Task objective: Rewrite each of the items below with "hospital bed" changed to "stretcher" and everything else kept the same. Omit the pictures from your answer.
## BEGIN Record set
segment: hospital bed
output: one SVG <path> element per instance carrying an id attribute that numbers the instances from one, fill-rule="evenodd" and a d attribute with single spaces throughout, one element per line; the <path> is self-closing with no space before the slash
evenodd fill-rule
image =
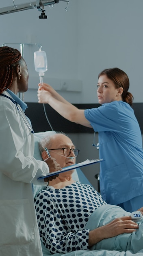
<path id="1" fill-rule="evenodd" d="M 55 132 L 56 132 L 53 131 L 50 131 L 35 133 L 34 157 L 37 160 L 42 160 L 39 149 L 39 141 L 46 136 Z M 73 175 L 74 180 L 78 181 L 80 181 L 82 183 L 89 184 L 91 186 L 92 186 L 80 168 L 78 168 L 76 170 L 75 170 Z M 34 186 L 34 197 L 35 196 L 39 191 L 40 191 L 43 187 L 44 187 L 43 186 Z M 110 239 L 110 238 L 108 238 L 108 239 Z M 131 251 L 129 250 L 126 252 L 120 252 L 115 250 L 98 249 L 85 251 L 79 250 L 64 254 L 56 253 L 54 254 L 52 254 L 50 251 L 45 247 L 42 242 L 41 246 L 43 256 L 51 256 L 52 255 L 54 255 L 54 256 L 143 256 L 143 249 L 135 254 L 133 254 Z"/>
## END Record set
Complete answer:
segment: stretcher
output: one SVG <path> element per instance carrying an id attribute that numbers the instances from one, fill-rule="evenodd" and a d attribute with single spaces throughout, one element per line; the <path> is self-closing with no space before the slash
evenodd fill-rule
image =
<path id="1" fill-rule="evenodd" d="M 55 132 L 56 132 L 53 131 L 50 131 L 35 133 L 34 157 L 37 160 L 42 160 L 39 149 L 39 141 L 46 136 Z M 73 175 L 74 180 L 78 181 L 80 181 L 82 183 L 89 184 L 91 186 L 92 186 L 80 168 L 78 168 L 76 170 L 75 170 Z M 34 186 L 34 197 L 35 196 L 39 191 L 40 191 L 43 187 L 44 187 L 43 186 Z M 110 239 L 110 238 L 108 238 L 108 239 Z M 131 251 L 129 250 L 126 252 L 120 252 L 115 250 L 98 249 L 85 251 L 79 250 L 64 254 L 56 253 L 54 254 L 52 254 L 50 251 L 45 247 L 42 242 L 41 246 L 43 256 L 51 256 L 52 255 L 54 255 L 54 256 L 143 256 L 143 249 L 135 254 L 133 254 Z"/>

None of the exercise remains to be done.